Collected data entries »
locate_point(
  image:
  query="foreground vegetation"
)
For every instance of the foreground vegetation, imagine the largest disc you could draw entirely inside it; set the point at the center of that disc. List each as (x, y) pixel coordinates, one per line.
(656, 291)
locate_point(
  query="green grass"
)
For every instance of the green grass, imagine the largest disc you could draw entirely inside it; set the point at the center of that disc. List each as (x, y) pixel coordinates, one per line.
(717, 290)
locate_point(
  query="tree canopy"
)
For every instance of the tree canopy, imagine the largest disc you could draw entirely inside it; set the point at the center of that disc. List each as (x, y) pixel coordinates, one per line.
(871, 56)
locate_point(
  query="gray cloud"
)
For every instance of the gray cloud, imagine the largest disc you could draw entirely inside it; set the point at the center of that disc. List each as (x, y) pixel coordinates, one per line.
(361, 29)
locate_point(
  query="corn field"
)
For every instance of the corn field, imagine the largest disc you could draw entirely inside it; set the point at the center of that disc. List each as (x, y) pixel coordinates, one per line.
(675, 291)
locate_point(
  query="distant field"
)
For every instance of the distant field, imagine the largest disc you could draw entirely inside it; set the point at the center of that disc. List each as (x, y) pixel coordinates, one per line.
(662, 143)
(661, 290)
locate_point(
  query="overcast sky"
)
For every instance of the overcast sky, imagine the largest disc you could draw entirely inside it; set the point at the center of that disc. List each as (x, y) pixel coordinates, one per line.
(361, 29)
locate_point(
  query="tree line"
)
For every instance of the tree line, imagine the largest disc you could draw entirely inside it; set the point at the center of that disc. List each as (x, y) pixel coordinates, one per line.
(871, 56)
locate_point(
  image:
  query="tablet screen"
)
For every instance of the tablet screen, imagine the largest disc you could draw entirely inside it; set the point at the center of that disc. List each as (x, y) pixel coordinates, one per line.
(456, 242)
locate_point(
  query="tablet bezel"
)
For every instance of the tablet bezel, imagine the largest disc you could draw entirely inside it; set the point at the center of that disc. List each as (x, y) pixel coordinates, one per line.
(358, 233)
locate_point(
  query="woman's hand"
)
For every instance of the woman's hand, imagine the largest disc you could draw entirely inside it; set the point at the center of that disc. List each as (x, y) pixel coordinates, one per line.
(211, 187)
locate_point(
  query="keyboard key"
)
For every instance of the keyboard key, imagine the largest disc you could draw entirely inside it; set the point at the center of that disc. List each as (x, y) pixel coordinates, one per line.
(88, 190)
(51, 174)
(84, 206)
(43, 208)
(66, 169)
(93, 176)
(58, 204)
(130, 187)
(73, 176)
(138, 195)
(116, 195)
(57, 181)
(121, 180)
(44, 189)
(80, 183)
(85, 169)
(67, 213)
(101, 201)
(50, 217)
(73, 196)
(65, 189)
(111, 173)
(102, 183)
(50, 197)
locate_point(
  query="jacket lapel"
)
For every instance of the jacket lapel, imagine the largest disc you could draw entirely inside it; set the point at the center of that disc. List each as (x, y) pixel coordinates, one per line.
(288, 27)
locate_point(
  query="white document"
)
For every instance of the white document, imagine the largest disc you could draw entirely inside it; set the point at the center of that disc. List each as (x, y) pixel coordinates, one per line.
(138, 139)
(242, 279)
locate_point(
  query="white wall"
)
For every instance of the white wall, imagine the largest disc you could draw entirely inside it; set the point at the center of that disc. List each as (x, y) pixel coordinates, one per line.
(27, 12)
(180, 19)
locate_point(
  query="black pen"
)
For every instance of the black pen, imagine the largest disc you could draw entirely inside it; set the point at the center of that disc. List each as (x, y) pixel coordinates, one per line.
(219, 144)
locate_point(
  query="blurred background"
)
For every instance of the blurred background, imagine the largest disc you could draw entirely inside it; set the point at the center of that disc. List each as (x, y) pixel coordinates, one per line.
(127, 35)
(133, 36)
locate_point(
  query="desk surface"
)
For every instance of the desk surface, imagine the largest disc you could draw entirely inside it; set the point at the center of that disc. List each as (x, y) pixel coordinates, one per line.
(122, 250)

REQUIRED WORK » Please count the lines in the rows above that contain the word "vegetation", treating uppercase and lowercase letters as different. Reply with the number alone.

REPLY » 2